### Document segment
----

The API gateway layer was named as RTAPI, short for Real Time-API. It started out with a single RESTful API in early 2015 and grew to become a gateway with many public-facing APIs powering more than 20 growing portfolios of mobile and web clients. The service was a single repository that was broken up into multiple specialized deployment groups as it continued to grow at an exponential rate. 

This API gateway was one of the largest NodeJS applications at Uber with some impressive stats:

  • many endpoints across 110 logical endpoint groupings
  • 40% of engineering had committed code to this layer
  • 800,000 req/s at peak
  • 1.2 million translations served to localize data for clients
  • 50,000 integration tests executed on every diff under 5 minutes
  • For the longest time there was a deploy almost every single day
  • ~1M lines of code handling the most critical user flows
  • ~20% of mobile build is code generated from the schemas defined in this layer
  • Communicated with ~400+ downstream services that are owned by 100+ teams at Uber

Goals of our second gen

Every piece of infrastructure within the company has a predetermined set of goals to satisfy. Some of the goals started out during the initial design and some were picked up along the way.

Decoupling

100s of teams were building features in parallel. The number of microservices providing foundational functions developed by backend teams was exploding. The frontend and mobile teams were building product experiences at an equally fast pace. Gateway provided the decoupling needed and allowed our apps to continue relying on a stable API gateway and the contracts it provided. 

Protocol transformations

All mobile to server communications were primarily in HTTP/JSON. Internally, Uber had also rolled out a new internal protocol that was built to provide a multiplexed bidirectional transport protocol. There was a point at which every new service at Uber adopted this new protocol. This fragmented the backend systems with services between two protocols. Some subset of those services also allowed us to only address them via peer to peer networking. The networking stack at that time was also in a very early stage and the gateway shielded our product teams from the underlying network changes.

Crosscutting concerns

All APIs used by the company need a certain set of functionalities that should remain common and robust. We focused on authentication, monitoring (latency, error, payload size), data validation, security audit logging, on-demand debug logging, baseline alerting, SLA measurement, datacenter stickiness, CORS configurations, localization, caching, rate limiting, load shedding and field obfuscation. 

Streaming payloads

During this time, numerous app features adopted a functionality to push data from the server to the mobile apps. These payloads were modeled as APIs and the same “cross-cutting concerns” discussed above. The final push to the app was managed by our streaming infrastructure.

Reduced round trips

The internet has evolved over the last decade working around various shortcomings of the HTTP stack. The reduction of roundtrips over HTTP is a well known technique used by frontend applications (remember image sprites, multiple domains for assets downloading, etc). In a microservices architecture, reducing round trips to access bits and pieces of the microservice functionalities are combined together at the gateway layer that “scatter-gathers” data from various downstream services to reduce the round trips between our apps and the backend. This is especially important for our users in low bandwidth networks on cellular networks in Latam, India and other countries.

----

### Entries supplied
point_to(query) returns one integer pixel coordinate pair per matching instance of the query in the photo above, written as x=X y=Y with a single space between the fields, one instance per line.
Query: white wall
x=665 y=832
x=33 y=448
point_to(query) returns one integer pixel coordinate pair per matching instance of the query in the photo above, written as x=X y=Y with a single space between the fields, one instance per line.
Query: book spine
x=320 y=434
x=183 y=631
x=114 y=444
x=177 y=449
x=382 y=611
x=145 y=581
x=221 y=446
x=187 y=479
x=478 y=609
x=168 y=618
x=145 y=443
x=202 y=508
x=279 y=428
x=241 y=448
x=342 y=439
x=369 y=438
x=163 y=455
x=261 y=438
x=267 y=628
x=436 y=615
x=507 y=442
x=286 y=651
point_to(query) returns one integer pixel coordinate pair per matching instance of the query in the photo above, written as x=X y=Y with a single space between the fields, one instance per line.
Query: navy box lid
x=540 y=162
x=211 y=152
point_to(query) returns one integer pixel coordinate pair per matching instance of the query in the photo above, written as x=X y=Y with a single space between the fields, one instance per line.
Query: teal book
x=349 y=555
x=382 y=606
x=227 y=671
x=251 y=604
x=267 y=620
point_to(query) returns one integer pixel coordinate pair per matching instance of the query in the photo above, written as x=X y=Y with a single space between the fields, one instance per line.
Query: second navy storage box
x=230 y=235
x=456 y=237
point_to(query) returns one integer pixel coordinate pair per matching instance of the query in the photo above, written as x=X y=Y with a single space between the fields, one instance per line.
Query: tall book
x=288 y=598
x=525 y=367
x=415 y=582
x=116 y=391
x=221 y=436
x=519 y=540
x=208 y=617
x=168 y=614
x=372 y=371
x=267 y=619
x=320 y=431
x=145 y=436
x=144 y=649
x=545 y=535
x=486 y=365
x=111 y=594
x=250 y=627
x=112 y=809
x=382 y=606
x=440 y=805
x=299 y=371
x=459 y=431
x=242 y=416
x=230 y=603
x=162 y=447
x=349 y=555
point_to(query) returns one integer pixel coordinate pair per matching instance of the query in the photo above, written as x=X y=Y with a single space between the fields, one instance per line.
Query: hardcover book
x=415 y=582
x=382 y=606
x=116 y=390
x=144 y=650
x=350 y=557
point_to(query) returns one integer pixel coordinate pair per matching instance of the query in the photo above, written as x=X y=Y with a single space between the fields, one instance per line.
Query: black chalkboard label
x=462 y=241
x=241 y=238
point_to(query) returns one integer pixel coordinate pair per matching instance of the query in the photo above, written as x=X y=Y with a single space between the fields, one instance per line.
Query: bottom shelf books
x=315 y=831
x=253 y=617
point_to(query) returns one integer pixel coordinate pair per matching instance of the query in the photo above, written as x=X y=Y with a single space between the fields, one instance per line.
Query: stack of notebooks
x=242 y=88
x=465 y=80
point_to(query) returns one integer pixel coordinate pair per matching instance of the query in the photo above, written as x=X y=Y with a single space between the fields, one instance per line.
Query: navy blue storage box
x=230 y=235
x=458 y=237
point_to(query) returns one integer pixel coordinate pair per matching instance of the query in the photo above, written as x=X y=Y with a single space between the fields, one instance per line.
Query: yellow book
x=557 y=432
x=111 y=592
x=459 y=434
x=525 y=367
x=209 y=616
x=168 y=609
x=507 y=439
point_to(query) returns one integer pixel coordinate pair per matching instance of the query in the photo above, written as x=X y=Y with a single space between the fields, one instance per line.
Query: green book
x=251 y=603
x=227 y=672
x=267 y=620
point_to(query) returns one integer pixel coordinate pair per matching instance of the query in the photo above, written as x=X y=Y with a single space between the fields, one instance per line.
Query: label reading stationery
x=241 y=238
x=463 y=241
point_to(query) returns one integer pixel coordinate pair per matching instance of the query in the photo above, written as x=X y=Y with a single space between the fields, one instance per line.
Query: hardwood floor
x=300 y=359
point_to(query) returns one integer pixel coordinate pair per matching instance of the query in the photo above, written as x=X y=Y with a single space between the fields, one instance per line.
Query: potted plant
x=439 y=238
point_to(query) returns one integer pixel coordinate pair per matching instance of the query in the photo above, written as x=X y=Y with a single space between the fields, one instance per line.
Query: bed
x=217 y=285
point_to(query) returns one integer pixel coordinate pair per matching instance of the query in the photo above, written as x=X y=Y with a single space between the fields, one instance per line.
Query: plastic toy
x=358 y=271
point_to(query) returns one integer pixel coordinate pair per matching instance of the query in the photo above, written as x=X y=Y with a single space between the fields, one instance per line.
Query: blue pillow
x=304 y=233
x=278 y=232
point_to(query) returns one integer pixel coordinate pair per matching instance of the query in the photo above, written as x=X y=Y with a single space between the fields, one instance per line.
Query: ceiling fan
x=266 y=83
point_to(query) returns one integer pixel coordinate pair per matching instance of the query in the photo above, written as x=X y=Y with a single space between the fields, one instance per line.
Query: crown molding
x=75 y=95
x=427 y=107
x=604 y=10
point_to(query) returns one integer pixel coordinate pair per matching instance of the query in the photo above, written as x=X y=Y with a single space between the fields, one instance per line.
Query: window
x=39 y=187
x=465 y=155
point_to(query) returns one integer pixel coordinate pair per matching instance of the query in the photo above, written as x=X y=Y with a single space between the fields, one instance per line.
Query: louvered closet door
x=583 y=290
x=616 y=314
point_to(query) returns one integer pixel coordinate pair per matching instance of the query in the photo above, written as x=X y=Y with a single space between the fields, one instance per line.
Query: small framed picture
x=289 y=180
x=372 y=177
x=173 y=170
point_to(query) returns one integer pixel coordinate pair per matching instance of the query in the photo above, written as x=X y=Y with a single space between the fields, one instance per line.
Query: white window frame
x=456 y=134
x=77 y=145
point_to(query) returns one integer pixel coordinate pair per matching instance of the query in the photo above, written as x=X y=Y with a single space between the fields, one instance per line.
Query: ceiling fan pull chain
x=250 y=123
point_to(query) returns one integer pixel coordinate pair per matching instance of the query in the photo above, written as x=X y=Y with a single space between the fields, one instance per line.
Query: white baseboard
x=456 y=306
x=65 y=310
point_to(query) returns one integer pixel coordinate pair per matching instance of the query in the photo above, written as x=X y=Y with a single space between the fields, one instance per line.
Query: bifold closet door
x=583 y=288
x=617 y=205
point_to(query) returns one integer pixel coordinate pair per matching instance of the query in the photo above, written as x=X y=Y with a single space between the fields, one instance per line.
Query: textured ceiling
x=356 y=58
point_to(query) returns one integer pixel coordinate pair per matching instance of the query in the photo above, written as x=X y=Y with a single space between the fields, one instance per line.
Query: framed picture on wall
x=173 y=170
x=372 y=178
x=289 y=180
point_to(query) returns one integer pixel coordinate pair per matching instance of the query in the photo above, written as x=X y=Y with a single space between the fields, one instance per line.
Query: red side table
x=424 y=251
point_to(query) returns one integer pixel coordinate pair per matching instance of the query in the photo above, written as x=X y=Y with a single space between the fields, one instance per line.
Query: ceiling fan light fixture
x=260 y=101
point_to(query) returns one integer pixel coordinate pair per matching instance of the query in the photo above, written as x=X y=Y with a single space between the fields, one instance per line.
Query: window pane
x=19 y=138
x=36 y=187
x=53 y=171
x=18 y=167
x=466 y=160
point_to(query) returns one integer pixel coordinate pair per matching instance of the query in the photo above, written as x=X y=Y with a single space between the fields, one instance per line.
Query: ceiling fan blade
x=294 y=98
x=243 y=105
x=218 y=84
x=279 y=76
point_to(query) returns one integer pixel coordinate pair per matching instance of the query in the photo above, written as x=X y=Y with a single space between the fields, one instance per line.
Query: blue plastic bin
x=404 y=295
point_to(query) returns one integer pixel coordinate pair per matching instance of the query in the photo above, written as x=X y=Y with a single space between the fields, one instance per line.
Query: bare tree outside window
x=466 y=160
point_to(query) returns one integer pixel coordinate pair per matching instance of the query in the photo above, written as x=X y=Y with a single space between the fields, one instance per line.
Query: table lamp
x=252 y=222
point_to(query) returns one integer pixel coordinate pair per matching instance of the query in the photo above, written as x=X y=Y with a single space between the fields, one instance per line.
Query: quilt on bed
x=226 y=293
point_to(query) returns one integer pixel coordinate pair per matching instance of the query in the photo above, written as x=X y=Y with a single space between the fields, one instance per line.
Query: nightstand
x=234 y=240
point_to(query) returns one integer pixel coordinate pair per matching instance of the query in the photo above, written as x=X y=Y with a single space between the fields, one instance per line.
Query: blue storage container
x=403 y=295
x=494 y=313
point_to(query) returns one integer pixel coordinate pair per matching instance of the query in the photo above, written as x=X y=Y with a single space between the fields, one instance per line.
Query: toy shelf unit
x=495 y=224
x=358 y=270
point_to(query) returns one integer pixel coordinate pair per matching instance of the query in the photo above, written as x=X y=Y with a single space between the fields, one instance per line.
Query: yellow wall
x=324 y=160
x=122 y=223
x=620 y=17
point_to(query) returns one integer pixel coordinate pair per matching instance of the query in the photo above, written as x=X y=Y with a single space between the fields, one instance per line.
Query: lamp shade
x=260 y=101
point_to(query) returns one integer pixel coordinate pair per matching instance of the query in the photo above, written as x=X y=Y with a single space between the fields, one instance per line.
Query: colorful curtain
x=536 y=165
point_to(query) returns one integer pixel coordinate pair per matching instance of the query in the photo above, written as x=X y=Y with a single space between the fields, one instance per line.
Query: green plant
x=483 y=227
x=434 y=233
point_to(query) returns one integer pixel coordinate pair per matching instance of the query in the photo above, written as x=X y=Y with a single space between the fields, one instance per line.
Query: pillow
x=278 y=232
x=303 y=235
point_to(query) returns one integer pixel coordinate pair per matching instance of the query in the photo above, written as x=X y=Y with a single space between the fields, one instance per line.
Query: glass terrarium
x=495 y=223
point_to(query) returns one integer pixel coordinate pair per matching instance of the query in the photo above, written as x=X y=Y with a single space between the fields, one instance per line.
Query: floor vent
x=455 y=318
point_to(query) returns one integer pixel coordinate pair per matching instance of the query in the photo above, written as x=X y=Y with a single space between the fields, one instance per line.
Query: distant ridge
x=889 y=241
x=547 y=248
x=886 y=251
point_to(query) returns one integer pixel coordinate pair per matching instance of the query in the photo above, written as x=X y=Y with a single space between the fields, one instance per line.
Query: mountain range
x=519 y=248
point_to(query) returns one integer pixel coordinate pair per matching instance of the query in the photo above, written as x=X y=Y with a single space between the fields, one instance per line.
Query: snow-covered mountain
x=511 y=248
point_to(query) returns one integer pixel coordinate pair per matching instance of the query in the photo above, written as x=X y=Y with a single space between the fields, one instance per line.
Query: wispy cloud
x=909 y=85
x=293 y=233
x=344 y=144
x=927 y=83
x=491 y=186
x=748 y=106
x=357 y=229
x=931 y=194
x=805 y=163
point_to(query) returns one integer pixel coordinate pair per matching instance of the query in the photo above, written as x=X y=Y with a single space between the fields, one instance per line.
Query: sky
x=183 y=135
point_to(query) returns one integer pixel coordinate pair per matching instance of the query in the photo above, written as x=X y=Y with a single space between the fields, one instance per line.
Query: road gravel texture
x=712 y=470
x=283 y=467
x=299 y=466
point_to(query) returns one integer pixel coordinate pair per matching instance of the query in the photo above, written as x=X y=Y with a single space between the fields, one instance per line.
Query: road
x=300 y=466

----

### Work instructions
Answer these questions using the passage on Uber's API gateway.
1. What is RTAPI short for?
2. What request rate did the gateway handle at peak?
3. Which places does the passage name for users on low-bandwidth cellular networks?

### Solution below
1. Real Time-API
2. 800,000 req/s
3. Latam, India and other countries